> What you should do:
Give back exactly the lines starting at the one with "If you could point out the excavator arm" and ending at the last line of the data below. Pictures are not part of the copy.
#### Input for this task ####
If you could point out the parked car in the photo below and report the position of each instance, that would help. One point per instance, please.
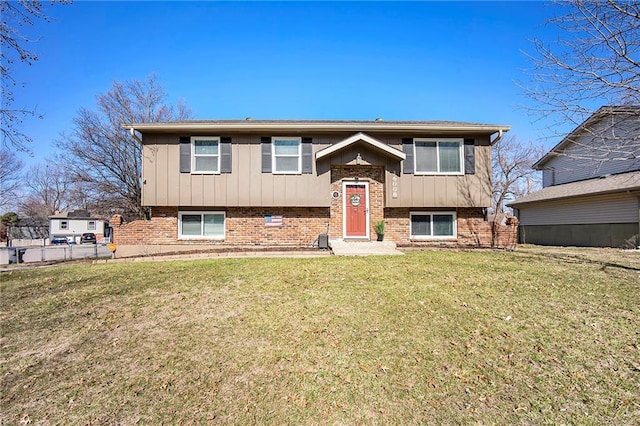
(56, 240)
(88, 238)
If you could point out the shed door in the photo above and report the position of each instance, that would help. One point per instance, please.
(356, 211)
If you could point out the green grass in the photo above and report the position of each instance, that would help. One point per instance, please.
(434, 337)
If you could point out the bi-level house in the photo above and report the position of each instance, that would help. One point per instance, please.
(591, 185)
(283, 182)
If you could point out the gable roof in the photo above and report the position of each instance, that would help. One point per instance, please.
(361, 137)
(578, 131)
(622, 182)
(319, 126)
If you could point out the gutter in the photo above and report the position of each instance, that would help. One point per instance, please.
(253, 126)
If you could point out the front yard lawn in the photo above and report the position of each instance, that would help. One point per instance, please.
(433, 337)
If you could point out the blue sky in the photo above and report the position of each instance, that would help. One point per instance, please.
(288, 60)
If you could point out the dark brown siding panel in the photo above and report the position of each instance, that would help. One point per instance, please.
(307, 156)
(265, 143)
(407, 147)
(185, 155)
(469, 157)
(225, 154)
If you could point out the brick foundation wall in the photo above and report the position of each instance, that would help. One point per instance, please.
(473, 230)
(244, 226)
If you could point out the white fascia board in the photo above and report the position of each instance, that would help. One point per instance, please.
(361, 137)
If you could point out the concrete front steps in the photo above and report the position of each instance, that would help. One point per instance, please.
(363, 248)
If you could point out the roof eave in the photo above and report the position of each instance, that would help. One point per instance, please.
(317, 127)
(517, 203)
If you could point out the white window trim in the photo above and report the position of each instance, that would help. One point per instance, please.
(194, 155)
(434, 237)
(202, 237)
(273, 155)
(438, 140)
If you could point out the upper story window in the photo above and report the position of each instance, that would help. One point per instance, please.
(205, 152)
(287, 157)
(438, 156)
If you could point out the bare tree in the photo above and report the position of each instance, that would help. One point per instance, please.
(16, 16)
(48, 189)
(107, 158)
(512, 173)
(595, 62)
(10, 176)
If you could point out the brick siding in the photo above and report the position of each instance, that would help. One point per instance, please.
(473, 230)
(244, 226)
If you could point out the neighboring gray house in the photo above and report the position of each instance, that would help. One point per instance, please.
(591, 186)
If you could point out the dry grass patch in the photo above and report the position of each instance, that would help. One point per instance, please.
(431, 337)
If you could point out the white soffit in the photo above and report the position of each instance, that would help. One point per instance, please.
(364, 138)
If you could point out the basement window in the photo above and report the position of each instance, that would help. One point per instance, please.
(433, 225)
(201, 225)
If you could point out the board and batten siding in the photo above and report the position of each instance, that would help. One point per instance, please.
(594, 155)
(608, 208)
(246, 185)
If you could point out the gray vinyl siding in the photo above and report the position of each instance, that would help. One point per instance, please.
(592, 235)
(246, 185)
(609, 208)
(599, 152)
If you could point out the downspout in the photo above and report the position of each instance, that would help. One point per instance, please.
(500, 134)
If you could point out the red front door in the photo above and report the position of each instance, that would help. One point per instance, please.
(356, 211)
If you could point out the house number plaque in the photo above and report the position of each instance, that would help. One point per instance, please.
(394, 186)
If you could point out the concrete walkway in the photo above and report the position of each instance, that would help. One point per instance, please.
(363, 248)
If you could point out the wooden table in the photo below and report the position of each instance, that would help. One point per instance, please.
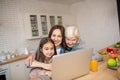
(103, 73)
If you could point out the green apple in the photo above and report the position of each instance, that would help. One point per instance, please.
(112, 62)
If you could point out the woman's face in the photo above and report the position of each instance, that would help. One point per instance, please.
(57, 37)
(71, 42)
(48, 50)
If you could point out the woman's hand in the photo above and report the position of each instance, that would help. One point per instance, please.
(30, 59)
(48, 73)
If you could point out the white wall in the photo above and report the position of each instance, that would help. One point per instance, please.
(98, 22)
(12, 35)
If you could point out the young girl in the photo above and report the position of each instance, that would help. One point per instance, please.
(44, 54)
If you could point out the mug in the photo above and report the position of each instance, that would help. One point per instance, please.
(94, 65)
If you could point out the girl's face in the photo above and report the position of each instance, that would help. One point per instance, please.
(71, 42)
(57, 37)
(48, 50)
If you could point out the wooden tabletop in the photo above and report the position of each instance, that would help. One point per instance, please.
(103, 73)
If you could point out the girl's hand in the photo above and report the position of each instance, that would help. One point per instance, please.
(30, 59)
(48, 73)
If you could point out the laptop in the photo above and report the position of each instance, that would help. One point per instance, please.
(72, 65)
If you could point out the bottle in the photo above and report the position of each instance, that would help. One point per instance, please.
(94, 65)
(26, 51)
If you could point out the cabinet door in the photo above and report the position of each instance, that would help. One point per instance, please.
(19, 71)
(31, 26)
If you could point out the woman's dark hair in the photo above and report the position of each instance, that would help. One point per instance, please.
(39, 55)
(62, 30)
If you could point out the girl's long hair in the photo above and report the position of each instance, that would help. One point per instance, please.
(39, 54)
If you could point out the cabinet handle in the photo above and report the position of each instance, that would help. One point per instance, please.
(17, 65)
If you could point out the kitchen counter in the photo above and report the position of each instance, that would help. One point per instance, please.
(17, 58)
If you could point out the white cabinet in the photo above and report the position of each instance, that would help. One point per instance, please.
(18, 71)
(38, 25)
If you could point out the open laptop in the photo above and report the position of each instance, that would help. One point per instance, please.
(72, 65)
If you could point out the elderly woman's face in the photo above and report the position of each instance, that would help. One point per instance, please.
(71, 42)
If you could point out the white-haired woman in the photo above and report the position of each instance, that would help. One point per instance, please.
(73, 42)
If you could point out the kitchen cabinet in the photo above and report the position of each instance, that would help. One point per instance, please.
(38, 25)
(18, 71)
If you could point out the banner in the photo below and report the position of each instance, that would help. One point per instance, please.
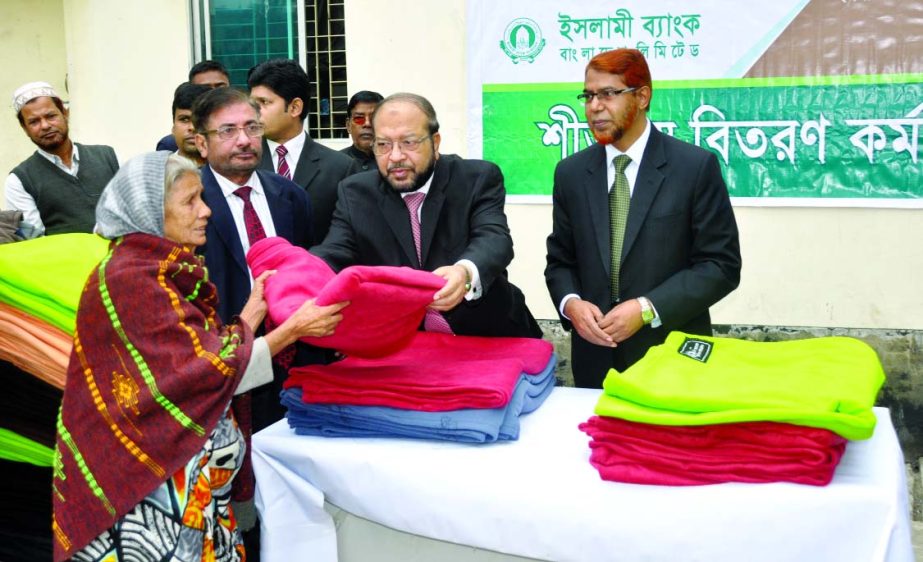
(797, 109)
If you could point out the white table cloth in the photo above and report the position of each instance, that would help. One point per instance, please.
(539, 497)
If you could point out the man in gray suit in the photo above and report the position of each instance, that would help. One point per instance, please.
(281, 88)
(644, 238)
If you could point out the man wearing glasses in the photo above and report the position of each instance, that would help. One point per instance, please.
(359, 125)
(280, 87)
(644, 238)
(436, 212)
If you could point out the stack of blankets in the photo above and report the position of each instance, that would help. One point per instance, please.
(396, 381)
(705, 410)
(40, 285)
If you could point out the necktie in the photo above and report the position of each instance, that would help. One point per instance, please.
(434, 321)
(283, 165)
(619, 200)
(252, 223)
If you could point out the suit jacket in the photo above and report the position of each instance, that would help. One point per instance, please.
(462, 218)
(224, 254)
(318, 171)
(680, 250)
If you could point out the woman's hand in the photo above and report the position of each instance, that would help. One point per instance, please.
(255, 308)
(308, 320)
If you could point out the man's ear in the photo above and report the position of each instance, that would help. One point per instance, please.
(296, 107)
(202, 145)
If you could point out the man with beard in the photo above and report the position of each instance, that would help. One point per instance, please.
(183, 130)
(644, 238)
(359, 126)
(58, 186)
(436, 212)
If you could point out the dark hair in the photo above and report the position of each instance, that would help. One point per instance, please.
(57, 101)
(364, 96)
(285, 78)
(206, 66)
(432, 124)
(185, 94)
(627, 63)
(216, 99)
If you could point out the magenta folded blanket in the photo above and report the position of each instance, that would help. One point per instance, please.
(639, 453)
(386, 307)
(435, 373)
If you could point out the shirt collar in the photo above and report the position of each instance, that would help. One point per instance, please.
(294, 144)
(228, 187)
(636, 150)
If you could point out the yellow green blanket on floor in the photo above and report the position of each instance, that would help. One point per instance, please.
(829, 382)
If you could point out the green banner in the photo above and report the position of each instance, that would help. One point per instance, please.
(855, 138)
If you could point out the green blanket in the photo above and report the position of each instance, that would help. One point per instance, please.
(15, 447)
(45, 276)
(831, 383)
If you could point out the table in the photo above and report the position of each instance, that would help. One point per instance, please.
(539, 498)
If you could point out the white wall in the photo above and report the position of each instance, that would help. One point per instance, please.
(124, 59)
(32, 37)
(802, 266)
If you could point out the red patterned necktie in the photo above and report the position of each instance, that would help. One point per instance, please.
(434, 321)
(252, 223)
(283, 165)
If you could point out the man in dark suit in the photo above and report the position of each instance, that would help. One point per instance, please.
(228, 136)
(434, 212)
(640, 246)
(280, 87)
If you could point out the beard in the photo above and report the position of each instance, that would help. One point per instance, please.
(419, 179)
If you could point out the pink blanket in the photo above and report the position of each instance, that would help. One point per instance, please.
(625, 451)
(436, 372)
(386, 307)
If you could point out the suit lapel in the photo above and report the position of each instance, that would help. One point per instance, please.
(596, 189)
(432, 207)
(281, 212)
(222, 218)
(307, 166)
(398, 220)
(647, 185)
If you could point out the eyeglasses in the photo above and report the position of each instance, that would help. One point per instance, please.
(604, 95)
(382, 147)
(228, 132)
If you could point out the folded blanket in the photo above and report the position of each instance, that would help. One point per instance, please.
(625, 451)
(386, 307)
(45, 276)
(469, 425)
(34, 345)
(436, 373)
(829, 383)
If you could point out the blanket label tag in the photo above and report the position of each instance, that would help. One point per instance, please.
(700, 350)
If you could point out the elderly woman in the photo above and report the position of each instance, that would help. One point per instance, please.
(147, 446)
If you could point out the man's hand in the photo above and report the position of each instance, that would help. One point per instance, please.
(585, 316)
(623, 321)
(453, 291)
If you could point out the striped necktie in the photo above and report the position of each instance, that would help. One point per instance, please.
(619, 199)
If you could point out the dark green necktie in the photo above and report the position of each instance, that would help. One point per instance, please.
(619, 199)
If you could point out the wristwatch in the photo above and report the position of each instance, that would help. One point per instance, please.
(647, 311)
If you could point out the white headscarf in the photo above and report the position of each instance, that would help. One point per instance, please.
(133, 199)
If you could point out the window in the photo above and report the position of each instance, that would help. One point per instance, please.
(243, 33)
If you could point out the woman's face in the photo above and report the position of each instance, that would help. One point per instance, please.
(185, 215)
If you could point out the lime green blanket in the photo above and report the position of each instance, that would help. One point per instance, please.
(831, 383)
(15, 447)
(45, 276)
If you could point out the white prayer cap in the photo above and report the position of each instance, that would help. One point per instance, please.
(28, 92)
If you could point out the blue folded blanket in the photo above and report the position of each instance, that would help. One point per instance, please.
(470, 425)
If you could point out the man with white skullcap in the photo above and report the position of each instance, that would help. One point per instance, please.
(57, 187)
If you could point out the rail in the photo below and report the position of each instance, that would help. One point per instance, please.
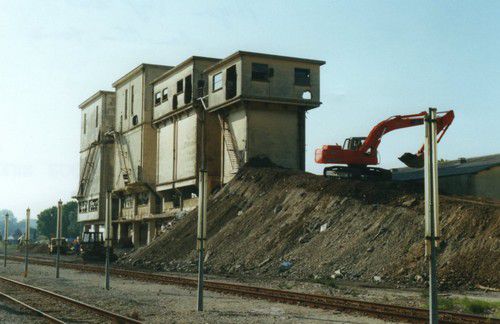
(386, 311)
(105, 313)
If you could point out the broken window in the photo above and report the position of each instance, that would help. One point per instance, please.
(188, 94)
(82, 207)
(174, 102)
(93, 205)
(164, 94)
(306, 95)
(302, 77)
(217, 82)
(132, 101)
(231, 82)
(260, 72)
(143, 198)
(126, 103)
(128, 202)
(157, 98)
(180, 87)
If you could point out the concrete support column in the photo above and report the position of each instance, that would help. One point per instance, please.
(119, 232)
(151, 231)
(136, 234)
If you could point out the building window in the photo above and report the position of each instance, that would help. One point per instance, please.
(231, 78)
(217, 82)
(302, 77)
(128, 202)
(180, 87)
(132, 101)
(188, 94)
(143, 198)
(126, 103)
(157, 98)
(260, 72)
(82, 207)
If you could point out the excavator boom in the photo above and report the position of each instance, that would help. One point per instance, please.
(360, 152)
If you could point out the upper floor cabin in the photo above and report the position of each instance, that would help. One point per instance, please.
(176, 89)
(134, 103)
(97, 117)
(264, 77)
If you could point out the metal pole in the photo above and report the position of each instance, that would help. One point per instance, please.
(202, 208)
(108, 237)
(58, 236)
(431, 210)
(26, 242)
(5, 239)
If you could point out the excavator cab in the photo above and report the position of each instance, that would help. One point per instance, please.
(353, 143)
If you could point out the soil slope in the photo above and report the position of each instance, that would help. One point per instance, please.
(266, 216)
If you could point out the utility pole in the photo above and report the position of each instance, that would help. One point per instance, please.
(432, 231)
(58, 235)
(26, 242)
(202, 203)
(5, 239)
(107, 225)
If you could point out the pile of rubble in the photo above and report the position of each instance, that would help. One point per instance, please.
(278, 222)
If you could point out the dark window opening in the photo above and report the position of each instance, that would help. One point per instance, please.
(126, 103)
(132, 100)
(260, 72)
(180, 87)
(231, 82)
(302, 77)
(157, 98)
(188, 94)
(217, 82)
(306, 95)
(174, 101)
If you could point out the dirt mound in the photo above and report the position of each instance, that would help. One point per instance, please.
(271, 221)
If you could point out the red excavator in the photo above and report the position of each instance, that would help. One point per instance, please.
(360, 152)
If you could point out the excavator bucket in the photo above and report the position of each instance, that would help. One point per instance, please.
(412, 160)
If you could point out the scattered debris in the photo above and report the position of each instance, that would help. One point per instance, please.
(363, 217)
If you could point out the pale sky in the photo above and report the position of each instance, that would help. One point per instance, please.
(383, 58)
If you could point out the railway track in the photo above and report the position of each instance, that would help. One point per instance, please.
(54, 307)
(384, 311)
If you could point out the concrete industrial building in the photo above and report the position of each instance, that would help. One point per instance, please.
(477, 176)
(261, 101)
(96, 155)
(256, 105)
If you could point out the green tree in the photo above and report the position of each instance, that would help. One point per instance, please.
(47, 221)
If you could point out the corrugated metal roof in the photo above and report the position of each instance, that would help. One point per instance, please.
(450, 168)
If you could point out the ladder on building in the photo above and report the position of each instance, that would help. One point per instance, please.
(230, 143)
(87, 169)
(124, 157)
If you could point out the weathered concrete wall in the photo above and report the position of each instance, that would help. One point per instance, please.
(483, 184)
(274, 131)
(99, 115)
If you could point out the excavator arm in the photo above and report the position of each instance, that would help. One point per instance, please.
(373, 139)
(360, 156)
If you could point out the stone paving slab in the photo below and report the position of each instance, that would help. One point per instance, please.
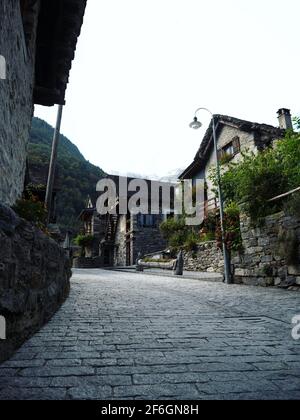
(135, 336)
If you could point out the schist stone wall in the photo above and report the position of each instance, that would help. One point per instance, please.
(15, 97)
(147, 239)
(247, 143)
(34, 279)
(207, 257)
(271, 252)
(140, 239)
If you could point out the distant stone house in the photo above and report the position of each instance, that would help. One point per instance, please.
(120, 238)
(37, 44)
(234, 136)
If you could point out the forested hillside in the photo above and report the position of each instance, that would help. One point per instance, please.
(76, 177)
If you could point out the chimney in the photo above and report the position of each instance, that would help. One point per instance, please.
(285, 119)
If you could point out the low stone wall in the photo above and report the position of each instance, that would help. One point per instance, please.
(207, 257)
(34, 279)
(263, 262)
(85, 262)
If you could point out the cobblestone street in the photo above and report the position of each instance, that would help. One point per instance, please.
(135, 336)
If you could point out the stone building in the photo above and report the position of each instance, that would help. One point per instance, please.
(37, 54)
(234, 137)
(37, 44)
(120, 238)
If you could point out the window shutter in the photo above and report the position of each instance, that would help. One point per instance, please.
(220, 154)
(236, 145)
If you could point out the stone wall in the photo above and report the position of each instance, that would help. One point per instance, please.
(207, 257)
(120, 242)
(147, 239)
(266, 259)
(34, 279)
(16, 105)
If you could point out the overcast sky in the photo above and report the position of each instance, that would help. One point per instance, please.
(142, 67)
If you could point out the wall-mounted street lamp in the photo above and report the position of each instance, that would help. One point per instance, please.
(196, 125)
####
> Response for this exercise:
If you could point out the excavator arm in the photo above and report the position of each instance, that would help. One point per instance, please.
(373, 139)
(360, 156)
If you could point out the stone paving slab in the photo below and report the position of each instance, that would help. One point per instance, please.
(135, 336)
If you could point out the schist stone wall in the photo above and report the position of each instance, that would help. One point per instance, please.
(15, 97)
(147, 239)
(247, 143)
(34, 279)
(207, 257)
(271, 252)
(140, 239)
If you could point out the distant stone house in the photo above and report the position of each instance, that would help. One point per instance, please.
(120, 238)
(37, 44)
(234, 136)
If you could point out the forested hillside in the photo above and report the position of each instance, that would help. One point per instance, please.
(76, 177)
If you could point out the chimney in the photo above and report the position of each instance, that would help. One point per instance, please.
(285, 119)
If you could point out the low stone wall in the photo above and report the position of each instance, that would help. One point per instance, please.
(207, 257)
(34, 279)
(263, 262)
(85, 262)
If you could point out the cobblestone street in the photo above and report the position of each instance, that would help. One point per instance, please.
(135, 336)
If you could point out the stone building in the photo above and report the position of each instance, that would help. One point per instance, please.
(37, 54)
(234, 137)
(37, 44)
(120, 238)
If you could point out the window shutter in the photo above and report the position of each instance, that would help. One point per instance, please.
(220, 154)
(236, 145)
If you could point out the stone wall in the photo above and report the position of each instance, that would help. One point per instance, please.
(207, 257)
(120, 242)
(147, 239)
(266, 259)
(34, 279)
(16, 105)
If you could point out the overcast sky in the photo above and report the position of each instance, that would help. One point per instance, please.
(142, 67)
If you could point out the wall-mounted street lamp in the photo above and report the position of each instance, that would help. One point per instance, please.
(196, 125)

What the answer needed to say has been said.